> [APPLY WHAT YOU READ]:
a – In the router measurements text, what does a bandwidth-used value close to 100% indicate?
b – Pick up the router measurements text after its final sentence and keep writing it.

Indicates the rate of data being transmitted from the router over a network link

MB/Sec

This measurement depicts the workload on a network link.

Data received rate

The rate of data being received by the router over a network link

MB/Sec

This measure also characterizes the workload on a network link.

Speed

Speed of the network interface

Mbps

This is a static setting – in other words, it is a value that is explicitly set for a network interface through tools such as Cisco admin interface or through commands. This value will hence NOT change with time. eG uses this value to compute the percentage bandwidth usage of a network interface. This value cannot be used to determine how well the network interface is working.

If you think that the above value is incorrect for a network interface, you can use the “bandwidth” interface sub-command of Cisco IOS (provided the network device being monitored is a Cisco device) to manually set the correct speed values for each network interface.

Bandwidth used

Indicates the percentage utilization of the bandwidth available over a network link

Percent

A value close to 100% indicates a network bottleneck.

Note:

The speed of a network interface is based on the value of its SNMP MIB-II variable, which is set using router-specific commands (e.g., the "bandwidth" command of a Cisco router). When a network interface has a fixed maximum speed limit (e.g., Ethernet), the percentage bandwidth will be <= 100%.

> [SUPPLIED ENTRIES]:
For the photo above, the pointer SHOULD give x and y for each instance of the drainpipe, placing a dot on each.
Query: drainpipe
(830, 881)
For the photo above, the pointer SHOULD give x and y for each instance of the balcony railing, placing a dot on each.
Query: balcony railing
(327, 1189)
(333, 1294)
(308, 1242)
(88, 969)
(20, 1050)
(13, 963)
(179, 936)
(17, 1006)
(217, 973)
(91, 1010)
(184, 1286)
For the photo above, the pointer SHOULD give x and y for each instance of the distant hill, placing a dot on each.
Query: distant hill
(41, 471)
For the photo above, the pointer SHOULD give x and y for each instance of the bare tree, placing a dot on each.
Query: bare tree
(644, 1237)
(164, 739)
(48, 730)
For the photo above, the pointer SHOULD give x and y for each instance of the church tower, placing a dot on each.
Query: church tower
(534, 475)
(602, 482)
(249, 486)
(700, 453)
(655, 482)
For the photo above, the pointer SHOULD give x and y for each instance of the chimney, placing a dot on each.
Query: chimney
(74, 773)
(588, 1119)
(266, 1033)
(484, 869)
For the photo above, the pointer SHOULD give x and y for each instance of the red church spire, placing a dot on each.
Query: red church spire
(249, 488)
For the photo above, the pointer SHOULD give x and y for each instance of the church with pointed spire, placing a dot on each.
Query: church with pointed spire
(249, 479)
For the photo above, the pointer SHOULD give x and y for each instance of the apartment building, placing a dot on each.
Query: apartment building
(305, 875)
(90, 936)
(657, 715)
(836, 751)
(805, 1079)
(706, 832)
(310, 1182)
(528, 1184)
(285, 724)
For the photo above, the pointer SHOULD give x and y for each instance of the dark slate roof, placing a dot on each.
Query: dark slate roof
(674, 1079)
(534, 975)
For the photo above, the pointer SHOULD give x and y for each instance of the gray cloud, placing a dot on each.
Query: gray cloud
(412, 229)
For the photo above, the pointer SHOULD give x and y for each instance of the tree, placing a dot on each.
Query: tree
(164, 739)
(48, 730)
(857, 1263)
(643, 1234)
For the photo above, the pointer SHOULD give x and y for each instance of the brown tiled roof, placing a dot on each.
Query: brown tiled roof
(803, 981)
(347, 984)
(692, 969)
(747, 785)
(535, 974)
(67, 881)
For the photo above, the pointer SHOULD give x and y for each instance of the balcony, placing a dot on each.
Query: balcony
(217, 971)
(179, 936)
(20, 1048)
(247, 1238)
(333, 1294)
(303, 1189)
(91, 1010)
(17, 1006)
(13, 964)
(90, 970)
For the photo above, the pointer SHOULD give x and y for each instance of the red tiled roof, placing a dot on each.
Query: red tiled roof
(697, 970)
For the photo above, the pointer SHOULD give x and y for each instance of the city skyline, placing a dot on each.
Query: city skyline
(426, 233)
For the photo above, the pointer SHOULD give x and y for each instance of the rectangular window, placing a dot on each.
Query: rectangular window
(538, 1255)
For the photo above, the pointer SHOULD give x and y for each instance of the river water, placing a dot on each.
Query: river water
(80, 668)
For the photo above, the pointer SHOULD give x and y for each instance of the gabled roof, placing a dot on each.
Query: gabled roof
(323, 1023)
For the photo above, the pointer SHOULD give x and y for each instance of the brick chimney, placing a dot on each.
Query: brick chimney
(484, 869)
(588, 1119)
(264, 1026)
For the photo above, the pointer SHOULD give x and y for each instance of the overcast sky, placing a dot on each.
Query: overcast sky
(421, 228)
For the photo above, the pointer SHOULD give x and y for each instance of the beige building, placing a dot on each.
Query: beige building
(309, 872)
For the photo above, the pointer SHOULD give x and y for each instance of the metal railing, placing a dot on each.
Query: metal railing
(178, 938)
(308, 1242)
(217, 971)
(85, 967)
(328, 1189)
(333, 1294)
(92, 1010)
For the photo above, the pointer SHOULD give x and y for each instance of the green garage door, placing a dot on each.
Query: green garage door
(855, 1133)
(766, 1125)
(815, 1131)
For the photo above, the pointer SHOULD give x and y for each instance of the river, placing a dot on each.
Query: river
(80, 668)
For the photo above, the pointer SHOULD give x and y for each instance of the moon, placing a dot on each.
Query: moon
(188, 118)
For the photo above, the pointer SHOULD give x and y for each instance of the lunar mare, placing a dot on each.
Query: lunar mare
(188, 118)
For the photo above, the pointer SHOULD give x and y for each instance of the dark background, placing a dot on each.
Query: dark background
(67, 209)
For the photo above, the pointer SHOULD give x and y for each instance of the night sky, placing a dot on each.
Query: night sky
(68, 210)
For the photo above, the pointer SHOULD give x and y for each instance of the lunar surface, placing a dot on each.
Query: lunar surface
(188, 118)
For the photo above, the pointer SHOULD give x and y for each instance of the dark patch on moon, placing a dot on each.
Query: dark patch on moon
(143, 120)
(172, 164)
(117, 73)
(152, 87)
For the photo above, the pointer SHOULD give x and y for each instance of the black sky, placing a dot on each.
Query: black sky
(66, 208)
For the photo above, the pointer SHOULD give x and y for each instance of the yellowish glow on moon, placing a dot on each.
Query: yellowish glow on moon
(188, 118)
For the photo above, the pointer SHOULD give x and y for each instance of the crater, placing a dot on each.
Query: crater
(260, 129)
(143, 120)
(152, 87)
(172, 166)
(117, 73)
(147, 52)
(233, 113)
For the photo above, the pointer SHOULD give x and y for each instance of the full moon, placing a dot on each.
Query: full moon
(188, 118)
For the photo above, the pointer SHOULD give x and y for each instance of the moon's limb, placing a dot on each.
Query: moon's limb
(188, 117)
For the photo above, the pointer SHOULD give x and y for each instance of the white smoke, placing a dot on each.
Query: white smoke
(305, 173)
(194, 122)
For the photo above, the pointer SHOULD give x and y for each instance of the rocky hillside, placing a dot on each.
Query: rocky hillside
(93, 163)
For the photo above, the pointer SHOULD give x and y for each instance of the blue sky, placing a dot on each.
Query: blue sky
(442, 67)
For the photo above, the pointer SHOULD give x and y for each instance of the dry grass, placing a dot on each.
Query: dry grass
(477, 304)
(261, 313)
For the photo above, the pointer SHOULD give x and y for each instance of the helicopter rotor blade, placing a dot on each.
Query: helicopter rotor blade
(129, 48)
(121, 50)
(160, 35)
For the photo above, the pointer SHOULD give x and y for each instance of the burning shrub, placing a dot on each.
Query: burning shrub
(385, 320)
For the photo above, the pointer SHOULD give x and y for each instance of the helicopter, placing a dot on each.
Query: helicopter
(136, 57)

> [ANSWERS BY ITEM NUMBER]:
a – A network bottleneck.

b –
In some instances, service providers offer a minimum committed information rate (CIR). In such cases, the speed of the network interface is not fixed and may be set to the minimum CIR.  Since user traffic may be in excess of the CIR at times, the percentage bandwidth measure could exceed 100%. In such cases, the percentage bandwidth measure is to be ignored.

Receive errors

Indicates the rate of inbound packets that contained errors preventing them from being delivered to a higher-layer protocol

Packets/Sec

Ideally, this value should be 0.

Transmit errors

Indicates the rate at which outbound packets could not be delivered as they contained errors

Packets/Sec

Ideally, this value should be 0.

In discards

Indicates the rate at which inbound packets were discarded, though such packets did not contain any errors that could prevent them from being delivered to a higher-layer protocol.

Packets/Sec

One possible reason for discarding such a packet could be to free up buffer space.

Out discards

Indicates the rate at which outbound packets were discarded, though such packets did not contian any errors that could prevent them from being delivered to a higher-layer protocol.

Packets/Sec

One possible reason for discarding such a packet could be to free up buffer space.

If you have a large number of out discards, it means that the network device's output buffers have filled up and the device had to drop these packets. This can be a sign that this segment is run at an inferior speed and/or duplex, or there is too much traffic that goes through this port. 

Non-unicast packets received

Indicates the rate at which packets which were addressed as multicast or broadcast were received by this layer.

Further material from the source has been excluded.